>> Begin Supplied entries

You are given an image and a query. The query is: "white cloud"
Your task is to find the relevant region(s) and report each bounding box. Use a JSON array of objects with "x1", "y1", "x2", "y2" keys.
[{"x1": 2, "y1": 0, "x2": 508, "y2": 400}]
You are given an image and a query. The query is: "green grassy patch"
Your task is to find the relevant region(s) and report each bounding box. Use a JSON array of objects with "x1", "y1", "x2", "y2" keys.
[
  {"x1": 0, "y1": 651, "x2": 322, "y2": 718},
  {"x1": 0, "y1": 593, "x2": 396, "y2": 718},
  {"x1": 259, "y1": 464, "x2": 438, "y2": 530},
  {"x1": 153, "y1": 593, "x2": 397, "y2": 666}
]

>> End Supplied entries

▸ What this task involves
Quote all of the rows above verbatim, keeping every character and line break unchanged.

▸ Result for this task
You are given an image and a query. The query is: "white cloud"
Your task is to find the relevant region(s) and report each bounding box. Use a JSON array of objects with "x1", "y1", "x2", "y2" keys.
[{"x1": 2, "y1": 0, "x2": 508, "y2": 400}]
You are given an image and a query. The query is: "green grassy patch"
Your task is to find the relevant region(s) and report each bounding box. Use a JSON array of objects with "x1", "y1", "x2", "y2" keys.
[
  {"x1": 0, "y1": 651, "x2": 322, "y2": 718},
  {"x1": 0, "y1": 593, "x2": 396, "y2": 718},
  {"x1": 259, "y1": 464, "x2": 438, "y2": 530},
  {"x1": 153, "y1": 593, "x2": 397, "y2": 666}
]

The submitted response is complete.